● Pointing and labeling entries
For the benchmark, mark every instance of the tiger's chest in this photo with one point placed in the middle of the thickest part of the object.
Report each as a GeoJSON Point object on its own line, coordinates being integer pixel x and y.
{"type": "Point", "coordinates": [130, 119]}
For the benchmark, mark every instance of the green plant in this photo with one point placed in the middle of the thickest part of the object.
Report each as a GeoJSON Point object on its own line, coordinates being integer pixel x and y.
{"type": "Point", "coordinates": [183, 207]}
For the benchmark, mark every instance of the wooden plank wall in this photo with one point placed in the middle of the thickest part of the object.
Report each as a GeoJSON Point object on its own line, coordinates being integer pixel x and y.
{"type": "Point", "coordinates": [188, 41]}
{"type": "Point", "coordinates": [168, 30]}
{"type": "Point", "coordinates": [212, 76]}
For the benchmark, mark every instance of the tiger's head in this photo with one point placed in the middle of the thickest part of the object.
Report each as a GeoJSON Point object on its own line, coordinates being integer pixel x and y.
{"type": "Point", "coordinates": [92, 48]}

● Given instruction
Change "thickest part" to "widest part" throughout the listing above and reproduce every line, leaving everything else the same.

● Worked solution
For the benchmark, mark every instance of the tiger's chest in this photo with one point placed in the middle of the widest part of the object.
Report each as a GeoJSON Point object on its own line, coordinates being integer pixel x and y.
{"type": "Point", "coordinates": [130, 119]}
For the benchmark, mark every instance of the green plant in this photo with one point placed in the middle of the widest part of the object.
Report each as a GeoJSON Point object on its own line, coordinates being integer pixel x and y.
{"type": "Point", "coordinates": [183, 207]}
For the benchmark, mark every instance of the wooden plank wall in this photo with one point placed in the middle of the widest part of the object.
Report each as a GeoJSON Point object on its own line, coordinates being integer pixel x and y.
{"type": "Point", "coordinates": [188, 41]}
{"type": "Point", "coordinates": [168, 30]}
{"type": "Point", "coordinates": [212, 76]}
For the benchmark, mark every instance of the tiger's head in this photo with one point placed in the middle of the widest part of the object.
Report each as a GeoJSON Point object on its own line, coordinates being integer pixel x and y.
{"type": "Point", "coordinates": [92, 48]}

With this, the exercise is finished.